TASK OBJECTIVE:
From the first entry to the last, transcribe everything exactly.
Start of DATA EXTRACT
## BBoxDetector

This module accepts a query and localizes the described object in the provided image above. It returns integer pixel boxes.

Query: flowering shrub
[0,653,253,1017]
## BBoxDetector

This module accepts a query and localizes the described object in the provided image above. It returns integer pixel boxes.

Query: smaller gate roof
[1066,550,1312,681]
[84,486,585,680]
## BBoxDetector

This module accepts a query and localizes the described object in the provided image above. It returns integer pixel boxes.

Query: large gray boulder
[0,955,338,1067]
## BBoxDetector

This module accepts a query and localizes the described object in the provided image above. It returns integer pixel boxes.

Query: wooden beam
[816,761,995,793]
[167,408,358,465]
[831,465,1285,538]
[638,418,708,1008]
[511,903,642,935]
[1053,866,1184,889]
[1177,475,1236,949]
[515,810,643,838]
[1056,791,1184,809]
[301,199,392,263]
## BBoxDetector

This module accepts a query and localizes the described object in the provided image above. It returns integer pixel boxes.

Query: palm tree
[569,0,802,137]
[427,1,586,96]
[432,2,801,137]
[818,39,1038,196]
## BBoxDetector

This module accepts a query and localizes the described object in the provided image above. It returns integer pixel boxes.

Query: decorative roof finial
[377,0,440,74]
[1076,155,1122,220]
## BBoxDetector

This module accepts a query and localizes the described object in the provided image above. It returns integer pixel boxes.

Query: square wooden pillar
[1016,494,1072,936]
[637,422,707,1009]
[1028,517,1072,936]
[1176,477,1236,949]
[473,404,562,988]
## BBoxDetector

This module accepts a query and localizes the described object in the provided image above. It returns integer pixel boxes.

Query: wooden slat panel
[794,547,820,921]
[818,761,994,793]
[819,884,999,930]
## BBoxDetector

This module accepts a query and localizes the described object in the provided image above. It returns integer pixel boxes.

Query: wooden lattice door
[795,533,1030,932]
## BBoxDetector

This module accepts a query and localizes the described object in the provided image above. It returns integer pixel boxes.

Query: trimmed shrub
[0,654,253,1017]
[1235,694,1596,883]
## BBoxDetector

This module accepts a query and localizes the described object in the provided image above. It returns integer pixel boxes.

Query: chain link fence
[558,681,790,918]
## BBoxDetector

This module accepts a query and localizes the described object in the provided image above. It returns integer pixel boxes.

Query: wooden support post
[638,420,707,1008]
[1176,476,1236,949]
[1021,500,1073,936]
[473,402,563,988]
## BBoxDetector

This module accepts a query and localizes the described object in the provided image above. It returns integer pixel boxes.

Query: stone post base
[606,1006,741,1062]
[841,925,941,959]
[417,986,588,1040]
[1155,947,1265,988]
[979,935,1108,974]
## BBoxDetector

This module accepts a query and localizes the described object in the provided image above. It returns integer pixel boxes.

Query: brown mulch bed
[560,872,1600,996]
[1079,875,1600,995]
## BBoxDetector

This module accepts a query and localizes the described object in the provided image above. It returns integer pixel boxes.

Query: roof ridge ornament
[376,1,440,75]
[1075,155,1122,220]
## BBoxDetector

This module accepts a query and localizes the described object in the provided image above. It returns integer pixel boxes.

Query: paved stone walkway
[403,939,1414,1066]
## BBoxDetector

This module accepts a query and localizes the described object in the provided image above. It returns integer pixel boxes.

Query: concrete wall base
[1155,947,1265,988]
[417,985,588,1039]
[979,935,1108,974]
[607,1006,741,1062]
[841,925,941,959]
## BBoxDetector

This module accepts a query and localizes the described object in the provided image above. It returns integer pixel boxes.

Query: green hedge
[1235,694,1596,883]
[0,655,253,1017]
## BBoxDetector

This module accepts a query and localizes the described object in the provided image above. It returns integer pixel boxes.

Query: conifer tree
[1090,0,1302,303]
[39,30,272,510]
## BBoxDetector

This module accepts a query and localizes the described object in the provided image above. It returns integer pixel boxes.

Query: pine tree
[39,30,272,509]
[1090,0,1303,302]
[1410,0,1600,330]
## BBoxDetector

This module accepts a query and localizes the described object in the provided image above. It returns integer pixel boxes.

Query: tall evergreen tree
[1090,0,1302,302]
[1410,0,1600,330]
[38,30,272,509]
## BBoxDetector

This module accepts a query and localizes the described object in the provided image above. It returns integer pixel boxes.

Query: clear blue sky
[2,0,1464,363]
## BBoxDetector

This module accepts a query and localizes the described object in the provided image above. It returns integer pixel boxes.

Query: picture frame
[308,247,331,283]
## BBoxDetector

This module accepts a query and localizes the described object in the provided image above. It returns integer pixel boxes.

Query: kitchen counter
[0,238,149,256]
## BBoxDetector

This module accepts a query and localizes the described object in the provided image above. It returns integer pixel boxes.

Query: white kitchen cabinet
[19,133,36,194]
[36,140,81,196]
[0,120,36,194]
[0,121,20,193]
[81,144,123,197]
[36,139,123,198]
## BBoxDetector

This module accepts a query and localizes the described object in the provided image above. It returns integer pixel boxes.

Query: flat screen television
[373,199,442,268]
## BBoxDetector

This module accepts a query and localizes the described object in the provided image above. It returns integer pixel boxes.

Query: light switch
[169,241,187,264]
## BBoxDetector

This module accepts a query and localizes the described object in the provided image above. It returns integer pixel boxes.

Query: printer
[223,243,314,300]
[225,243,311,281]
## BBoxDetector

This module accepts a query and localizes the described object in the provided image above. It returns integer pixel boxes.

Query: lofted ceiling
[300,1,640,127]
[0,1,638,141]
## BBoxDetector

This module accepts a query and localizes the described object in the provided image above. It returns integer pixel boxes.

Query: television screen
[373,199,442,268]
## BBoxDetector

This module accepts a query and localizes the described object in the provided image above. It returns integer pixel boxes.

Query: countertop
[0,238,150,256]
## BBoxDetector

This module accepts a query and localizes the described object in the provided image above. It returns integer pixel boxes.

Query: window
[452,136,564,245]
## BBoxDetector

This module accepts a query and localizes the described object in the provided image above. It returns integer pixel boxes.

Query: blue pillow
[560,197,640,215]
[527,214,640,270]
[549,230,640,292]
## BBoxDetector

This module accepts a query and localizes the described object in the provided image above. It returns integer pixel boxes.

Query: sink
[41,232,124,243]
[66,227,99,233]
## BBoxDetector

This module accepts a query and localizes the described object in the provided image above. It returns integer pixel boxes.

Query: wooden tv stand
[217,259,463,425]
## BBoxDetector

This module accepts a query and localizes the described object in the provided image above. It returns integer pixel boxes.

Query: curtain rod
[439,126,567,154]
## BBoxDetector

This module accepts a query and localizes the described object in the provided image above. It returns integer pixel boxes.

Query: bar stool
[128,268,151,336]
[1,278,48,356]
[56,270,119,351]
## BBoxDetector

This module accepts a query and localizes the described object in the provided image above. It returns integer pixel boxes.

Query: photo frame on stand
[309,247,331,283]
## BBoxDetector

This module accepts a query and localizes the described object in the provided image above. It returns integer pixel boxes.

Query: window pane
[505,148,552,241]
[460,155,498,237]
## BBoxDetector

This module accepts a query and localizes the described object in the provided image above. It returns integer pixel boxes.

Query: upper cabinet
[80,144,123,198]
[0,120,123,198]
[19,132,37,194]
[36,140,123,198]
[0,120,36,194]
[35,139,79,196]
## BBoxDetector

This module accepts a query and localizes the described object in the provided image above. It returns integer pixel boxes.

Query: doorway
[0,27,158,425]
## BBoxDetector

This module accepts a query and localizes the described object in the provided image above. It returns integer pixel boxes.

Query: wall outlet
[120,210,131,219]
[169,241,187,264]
End of DATA EXTRACT
TASK ANSWER:
## BBoxDetector

This module accepts a query and localizes the described object in the provided image above. It returns integer pixel boxes.

Query: flowering shrub
[0,653,253,1017]
## BBoxDetector

This module accepts a query and localizes the described object in the provided image above. It returns integer pixel boxes.

Query: smaller gate roof
[1066,550,1312,681]
[84,486,585,680]
## BBoxDetector

This module accepts a query and localizes the described object in the provided image above. It returns integer pixel boxes.

Query: large gray boulder
[0,955,338,1067]
## BBoxDetector

This module accepts a query and localizes the described object in the provided image above. It returns integer pixel boxes.

Query: wooden beam
[816,761,995,793]
[167,408,358,465]
[831,465,1285,538]
[638,418,708,1008]
[511,903,642,935]
[1053,866,1184,889]
[1177,475,1236,949]
[515,810,643,838]
[1056,791,1184,809]
[301,199,392,263]
## BBoxDetector

This module accepts a query and localizes the described object in the provided image above. It returns integer pixel boxes.

Query: palm tree
[569,0,802,137]
[427,1,586,96]
[432,2,801,137]
[818,39,1038,196]
## BBoxDetector

This module accepts a query and localizes the described object in the provided image above. It returns integer pixel boxes.

Query: decorative roof finial
[377,0,440,74]
[1076,155,1122,220]
## BBoxDetector

This module accepts a query and localizes the described object in the provided image above. It returns integer pixel boxes.

Query: square wooden pillar
[1016,494,1072,936]
[637,422,707,1009]
[1028,517,1072,936]
[1176,477,1236,949]
[473,404,562,988]
## BBoxDetector

This module accepts a query and localizes the described object in the provided image above. It returns integer pixel boxes.

Query: wooden slat panel
[794,547,820,921]
[818,761,994,793]
[819,884,999,930]
## BBoxDetector

This module accepts a query and localizes the described object in the provided image above. It returns integer pixel boxes.

Query: wooden lattice door
[795,533,1030,932]
## BBoxDetector

This module accepts a query and localizes the described object in the provided image above. It returns integer pixel boxes.

Query: trimmed shrub
[0,654,253,1017]
[1235,694,1596,883]
## BBoxDetector

This module accepts a query and localizes the described object in the provided image above. It returns integer pixel boxes.

Query: chain link fence
[558,681,790,918]
## BBoxDetector

This module accepts a query and localizes the described object in the provided image above. It returns integer pixel boxes.

Query: wooden support post
[638,420,707,1008]
[1176,476,1236,949]
[1021,500,1073,936]
[473,402,563,988]
## BBoxDetector

This module accepts a query and localizes the described object in the provided image above. It returns integer pixel boxes.

Query: stone post base
[606,1006,741,1062]
[841,925,941,959]
[417,986,588,1040]
[1155,947,1265,988]
[979,935,1108,974]
## BBoxDetector

This module accepts a query and localizes the described object in the provided image above. It returns integer pixel boxes.

Query: brown mulch bed
[560,872,1600,996]
[1079,875,1600,995]
## BBoxDetector

This module accepts a query and localizes the described object in the provided image above. It returns integer pixel boxes.

Query: roof ridge ornament
[376,1,440,75]
[1075,155,1122,220]
## BBoxDetector

This module accepts a query and localizes the described object in the provided image above. It returns integer pixel boxes.

Query: paved stone walkway
[403,939,1414,1066]
## BBoxDetector

This module accepts a query and localizes the described object in the provided image above. It returns integer pixel boxes.

Query: concrete wall base
[1155,947,1265,988]
[417,985,588,1039]
[979,935,1108,974]
[607,1006,741,1062]
[841,925,941,959]
## BBoxDetector

This module accepts a query and localizes the described object in the provided image above. It returns integer pixel boxes.

Query: green hedge
[1235,694,1596,883]
[0,655,253,1017]
## BBoxDetector

This module accepts a query and localizes the described object in the provided image above. It returns integer pixel boxes.

Query: conifer tree
[1090,0,1302,303]
[39,30,272,510]
## BBoxDetector

This module accepts a query and localizes the described object in the provided image above. It returns integer pixel boxes.

Query: pine tree
[39,30,272,509]
[1090,0,1303,302]
[1410,0,1600,330]
## BBoxDetector

This module accepts a query and localizes the described object in the provided image above. It returns integer pixel boxes.

Query: tall evergreen tree
[1090,0,1302,302]
[1410,0,1600,330]
[38,30,272,509]
## BBoxDetector

This module accepts a query and localizes the described object in the provided image above. It returns integer pixel boxes.

Query: clear blue sky
[2,0,1464,363]
## BBoxDetector

This module accepts a query and localizes the described object in the provided image above. It returns integer pixel boxes.

Query: picture frame
[308,247,331,283]
## BBoxDetector

This module accepts a query and localizes the described object in the provided image above. It returns integer pixel boxes.

Query: kitchen counter
[0,238,149,256]
## BBoxDetector

This module accepts a query and localizes the described object in the provided image above. It returns integer pixel boxes.

Query: white kitchen cabinet
[19,133,36,194]
[36,140,81,196]
[0,120,36,194]
[0,121,20,193]
[81,144,123,197]
[36,139,123,198]
## BBoxDetector

This module accepts a query and localizes the described object in the provided image above. It returns integer pixel boxes.

Query: flat screen television
[373,199,442,268]
## BBoxDetector

This module accepts a query and localizes the described object in the provided image above. It returns integer pixel boxes.

Query: light switch
[169,241,187,264]
## BBoxDetector

This module accepts a query and localizes the described object in the provided image above. It returns integer pixel boxes.

Query: printer
[223,243,314,300]
[225,243,311,281]
## BBoxDetector

This module accepts a query and localizes the described object in the provided image above. It returns integer pixel boxes.

Query: lofted ceiling
[300,1,640,127]
[0,1,638,141]
## BBoxDetector

This module accepts a query and localizes the described object in the provided image above. It returns integer pixel boxes.

Query: television screen
[373,199,442,268]
## BBoxDetector

This module accepts a query and localizes the described object in the provided image above. It returns integer pixel boxes.

Query: countertop
[0,238,150,256]
## BBoxDetector

This module accepts a query and localizes the described object in the provided image above. It returns integer pixel boxes.

Query: window
[452,136,564,245]
## BBoxDetector

This module accepts a query and localizes the described object in the provided image above. It returns integer pixel boxes.

Query: blue pillow
[560,197,640,215]
[527,214,640,270]
[549,230,640,292]
## BBoxDetector

This module accepts a query and localizes the described object in the provided image above. It returns integer pixel boxes.

Query: sink
[41,232,124,243]
[66,227,99,233]
## BBoxDetector

This module accepts a query and localizes the described object in the provided image above. It returns integer pixel boxes.

Query: wooden tv stand
[217,259,463,425]
## BBoxDetector

This module accepts a query and localizes the described object in the provided image above. It returns integer pixel boxes.

Query: curtain rod
[439,126,567,154]
## BBoxDetector

This module accepts a query and localizes the described object in the provided image above. It returns integer pixel boxes.

Query: bar stool
[128,268,151,336]
[1,278,48,356]
[56,270,119,351]
## BBoxDetector

This module accepts a query and localizes the described object in the provided image above. It returns integer pixel boxes.

Query: photo frame on stand
[309,247,331,283]
## BBoxDetector

This module accepts a query and localizes the described object in the provided image above. It returns integer pixel boxes.

Query: window pane
[505,148,552,241]
[460,155,498,237]
## BBoxDetector

This module accepts a query and localizes the described object in the provided image above. It returns integer pixel boxes.

Query: upper cabinet
[80,144,123,198]
[0,120,123,198]
[19,132,37,194]
[36,140,123,198]
[0,120,36,194]
[35,139,79,196]
## BBoxDetector

This module accepts a query and localizes the described object in the provided image above. It returns integer pixel boxes.

Query: doorway
[0,27,158,425]
## BBoxDetector

This module accepts a query and localizes the described object in the provided image above. It returns integer pixel boxes.

Query: wall outlet
[120,210,131,219]
[169,241,187,264]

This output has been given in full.